Reproduce the listing below word for word, keeping every line from start to finish.

◆ RECORDS FOR PROCESSING

----------------------------------------

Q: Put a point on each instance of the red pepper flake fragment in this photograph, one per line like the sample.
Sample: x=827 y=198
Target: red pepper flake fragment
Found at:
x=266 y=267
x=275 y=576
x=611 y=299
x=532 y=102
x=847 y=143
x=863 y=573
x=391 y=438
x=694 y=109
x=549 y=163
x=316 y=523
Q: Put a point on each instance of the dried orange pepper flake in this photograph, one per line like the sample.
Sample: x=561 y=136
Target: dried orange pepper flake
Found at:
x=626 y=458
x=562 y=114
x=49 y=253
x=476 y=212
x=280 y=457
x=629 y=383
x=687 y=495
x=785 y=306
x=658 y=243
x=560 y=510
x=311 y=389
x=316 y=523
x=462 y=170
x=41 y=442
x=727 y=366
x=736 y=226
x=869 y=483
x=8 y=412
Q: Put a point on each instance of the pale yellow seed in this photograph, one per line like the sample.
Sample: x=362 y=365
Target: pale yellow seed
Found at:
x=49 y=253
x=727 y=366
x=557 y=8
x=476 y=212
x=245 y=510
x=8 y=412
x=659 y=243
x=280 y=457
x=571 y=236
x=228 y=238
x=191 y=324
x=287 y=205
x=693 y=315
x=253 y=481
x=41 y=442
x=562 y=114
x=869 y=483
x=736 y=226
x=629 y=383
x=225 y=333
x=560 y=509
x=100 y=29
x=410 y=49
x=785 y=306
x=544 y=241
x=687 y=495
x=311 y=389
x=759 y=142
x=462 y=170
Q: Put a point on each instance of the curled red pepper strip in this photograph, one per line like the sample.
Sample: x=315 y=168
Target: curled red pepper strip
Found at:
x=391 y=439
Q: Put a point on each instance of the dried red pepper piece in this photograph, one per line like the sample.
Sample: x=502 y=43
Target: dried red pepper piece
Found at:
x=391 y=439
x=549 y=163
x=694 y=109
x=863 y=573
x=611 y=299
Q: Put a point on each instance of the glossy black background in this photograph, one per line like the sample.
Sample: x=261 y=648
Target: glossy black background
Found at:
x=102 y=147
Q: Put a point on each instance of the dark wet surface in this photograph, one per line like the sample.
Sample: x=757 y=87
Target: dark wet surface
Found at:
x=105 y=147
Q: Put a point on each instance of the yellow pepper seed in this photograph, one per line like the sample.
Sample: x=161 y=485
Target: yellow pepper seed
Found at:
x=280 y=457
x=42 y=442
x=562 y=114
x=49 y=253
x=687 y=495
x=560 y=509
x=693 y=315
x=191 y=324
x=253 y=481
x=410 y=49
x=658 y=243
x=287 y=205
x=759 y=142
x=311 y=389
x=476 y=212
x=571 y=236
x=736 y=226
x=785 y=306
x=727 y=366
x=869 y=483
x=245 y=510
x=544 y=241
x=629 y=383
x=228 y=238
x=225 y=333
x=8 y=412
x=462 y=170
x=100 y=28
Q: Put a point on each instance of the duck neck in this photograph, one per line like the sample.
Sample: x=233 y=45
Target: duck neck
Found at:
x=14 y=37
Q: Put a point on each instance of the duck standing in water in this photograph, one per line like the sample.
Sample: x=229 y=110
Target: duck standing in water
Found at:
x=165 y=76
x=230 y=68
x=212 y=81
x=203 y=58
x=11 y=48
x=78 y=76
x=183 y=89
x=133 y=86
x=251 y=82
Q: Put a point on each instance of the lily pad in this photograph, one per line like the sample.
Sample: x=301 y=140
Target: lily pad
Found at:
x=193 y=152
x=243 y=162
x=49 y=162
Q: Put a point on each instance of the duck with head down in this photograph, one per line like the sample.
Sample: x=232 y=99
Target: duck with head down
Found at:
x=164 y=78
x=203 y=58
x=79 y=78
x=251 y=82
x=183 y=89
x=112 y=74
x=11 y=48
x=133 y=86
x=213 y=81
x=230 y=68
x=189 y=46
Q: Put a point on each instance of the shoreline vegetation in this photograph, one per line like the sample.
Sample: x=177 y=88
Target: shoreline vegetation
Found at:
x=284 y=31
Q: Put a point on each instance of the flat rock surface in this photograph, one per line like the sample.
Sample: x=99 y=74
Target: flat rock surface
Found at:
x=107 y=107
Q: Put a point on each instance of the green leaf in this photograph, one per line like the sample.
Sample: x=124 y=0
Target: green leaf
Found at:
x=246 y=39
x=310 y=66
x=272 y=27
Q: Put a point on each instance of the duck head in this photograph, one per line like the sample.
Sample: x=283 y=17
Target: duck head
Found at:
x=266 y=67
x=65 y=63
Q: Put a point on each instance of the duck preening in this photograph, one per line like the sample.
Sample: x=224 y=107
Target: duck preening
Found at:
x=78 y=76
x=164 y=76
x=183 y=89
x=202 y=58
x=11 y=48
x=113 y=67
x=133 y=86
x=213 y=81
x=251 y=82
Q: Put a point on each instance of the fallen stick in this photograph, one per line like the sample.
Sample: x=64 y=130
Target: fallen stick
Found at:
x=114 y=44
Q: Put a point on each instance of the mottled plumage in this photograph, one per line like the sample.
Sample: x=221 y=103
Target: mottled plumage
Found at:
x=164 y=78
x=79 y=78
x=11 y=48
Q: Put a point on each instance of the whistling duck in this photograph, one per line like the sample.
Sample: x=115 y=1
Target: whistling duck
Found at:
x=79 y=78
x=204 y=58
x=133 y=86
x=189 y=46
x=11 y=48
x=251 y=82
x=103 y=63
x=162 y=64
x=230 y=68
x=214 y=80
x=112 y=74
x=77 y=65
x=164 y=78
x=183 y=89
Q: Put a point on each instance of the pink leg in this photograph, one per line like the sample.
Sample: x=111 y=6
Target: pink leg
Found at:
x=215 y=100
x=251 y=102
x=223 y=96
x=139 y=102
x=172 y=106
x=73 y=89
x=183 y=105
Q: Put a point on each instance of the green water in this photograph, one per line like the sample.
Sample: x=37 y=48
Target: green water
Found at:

----------------------------------------

◆ RESULT BELOW
Q: Put a point on each instance of the red pepper flake fragment in this photograph, one per line like the sample.
Sample: x=827 y=198
Target: red pepper flake fragment
Found at:
x=266 y=267
x=275 y=576
x=611 y=299
x=532 y=102
x=847 y=143
x=863 y=573
x=391 y=438
x=694 y=109
x=549 y=163
x=316 y=523
Q: Put a point on each instance of the dried orange pepper flake in this photograph, one per line like the sample.
Sample: x=561 y=136
Target: dried orange pepper flake
Found at:
x=626 y=458
x=562 y=114
x=49 y=253
x=476 y=212
x=280 y=457
x=629 y=383
x=687 y=495
x=785 y=306
x=658 y=243
x=560 y=510
x=311 y=389
x=316 y=523
x=462 y=170
x=41 y=442
x=727 y=366
x=736 y=226
x=869 y=483
x=8 y=412
Q: Put a point on each instance of the pale yellow seed in this photograph, one per line like the sample.
Sample: x=362 y=365
Target: pale yellow seed
Found at:
x=49 y=253
x=727 y=366
x=557 y=8
x=476 y=212
x=245 y=510
x=8 y=412
x=659 y=243
x=280 y=457
x=571 y=236
x=228 y=238
x=191 y=324
x=287 y=205
x=693 y=315
x=253 y=481
x=41 y=442
x=562 y=114
x=869 y=483
x=736 y=226
x=629 y=383
x=225 y=333
x=560 y=509
x=100 y=29
x=410 y=49
x=785 y=306
x=544 y=241
x=687 y=495
x=311 y=389
x=759 y=142
x=462 y=170
Q: Put a point on each instance of the curled red pepper strip in this photograph, one per line like the sample.
Sample: x=315 y=168
Target: curled red pepper strip
Found at:
x=391 y=439
Q: Put a point on each instance of the dried red pepper piece in this photograph, one per line like the sample.
Sample: x=502 y=43
Target: dried red pepper piece
Found at:
x=391 y=439
x=549 y=163
x=694 y=109
x=863 y=573
x=611 y=299
Q: Put a point on each instance of the glossy black background in this photograph, one per line like the sample.
Sample: x=261 y=648
Target: glossy black background
Found at:
x=102 y=147
Q: Put a point on each instance of the dark wet surface in this photograph, one per line like the sample.
Sample: x=757 y=87
Target: dark wet surface
Found at:
x=105 y=147
Q: Put a point on each instance of the yellow pepper seed in this photograph, one per line like the sample.
Sample: x=161 y=485
Target: yellow pepper seed
Found at:
x=280 y=457
x=42 y=442
x=562 y=114
x=49 y=253
x=687 y=495
x=560 y=509
x=693 y=315
x=191 y=324
x=253 y=481
x=410 y=49
x=658 y=243
x=287 y=205
x=759 y=142
x=311 y=389
x=476 y=212
x=571 y=236
x=736 y=226
x=785 y=306
x=727 y=366
x=869 y=483
x=245 y=510
x=544 y=241
x=629 y=383
x=228 y=238
x=225 y=333
x=8 y=412
x=462 y=170
x=100 y=28
Q: Put a point on each instance of the duck neck in this photograph, one per line like the sample.
Sample: x=233 y=45
Target: duck neck
Found at:
x=14 y=37
Q: Put a point on each instance of the duck standing in water in this photograph, one per line like the sample.
Sample: x=229 y=110
Target: duck standing in water
Found at:
x=165 y=76
x=230 y=68
x=212 y=81
x=203 y=58
x=11 y=48
x=78 y=76
x=183 y=89
x=133 y=86
x=251 y=82
Q: Put a point on each instance of the lily pad in this photograph, one per line like the sample.
Sample: x=301 y=140
Target: lily pad
Found at:
x=193 y=152
x=243 y=162
x=49 y=162
Q: Put a point on each instance of the duck with head down in this photograph, one per line like the sample.
Sample: x=232 y=99
Target: duck with head down
Found at:
x=164 y=78
x=203 y=58
x=79 y=78
x=251 y=82
x=183 y=89
x=112 y=74
x=11 y=48
x=133 y=86
x=213 y=81
x=230 y=68
x=189 y=46
Q: Put a point on each instance of the shoreline vegetation in this photograph, one per line like the sample.
Sample: x=177 y=88
Target: shoreline vegetation
Found at:
x=284 y=31
Q: Put a point on each instance of the flat rock surface in this photograph, one per line like the sample.
Sample: x=99 y=74
Target: flat rock surface
Found at:
x=107 y=107
Q: Put a point on each instance of the green leaf in this photograph, one per line like the sample.
Sample: x=124 y=0
Target: green leaf
Found at:
x=246 y=39
x=310 y=66
x=272 y=27
Q: Put a point on each instance of the duck head in this photograph, one per line like the sample.
Sample: x=283 y=17
Target: duck head
Found at:
x=266 y=67
x=65 y=63
Q: Put a point on each instance of the duck preening in this photograph, one per line like the sample.
Sample: x=224 y=107
Target: duck preening
Found at:
x=78 y=76
x=164 y=76
x=183 y=89
x=202 y=58
x=11 y=48
x=113 y=67
x=133 y=86
x=213 y=81
x=251 y=82
Q: Put a point on each instance of the fallen stick in this photograph, one per line like the sample.
Sample: x=64 y=130
Target: fallen stick
Found at:
x=114 y=44
Q: Put a point on each instance of the mottled plumage in this photograph, one per line like the sample.
Sample: x=221 y=103
Target: mottled plumage
Found at:
x=164 y=78
x=79 y=78
x=11 y=48
Q: Put a point on each instance of the whistling duck in this photograph, one per line like the sample.
Sample: x=115 y=1
Target: whistling duck
Found at:
x=79 y=78
x=204 y=58
x=133 y=86
x=189 y=46
x=11 y=48
x=251 y=82
x=103 y=63
x=162 y=64
x=230 y=68
x=214 y=80
x=112 y=74
x=77 y=65
x=164 y=78
x=183 y=89
Q: Put a point on each instance of the pink leg in this photograph, one per line like the sample.
Sample: x=111 y=6
Target: pink leg
Found at:
x=215 y=100
x=251 y=102
x=223 y=96
x=139 y=102
x=172 y=106
x=73 y=89
x=183 y=105
Q: Put a point on each instance of the green water in this photograph, one per line like the sample.
Sample: x=37 y=48
Target: green water
Found at:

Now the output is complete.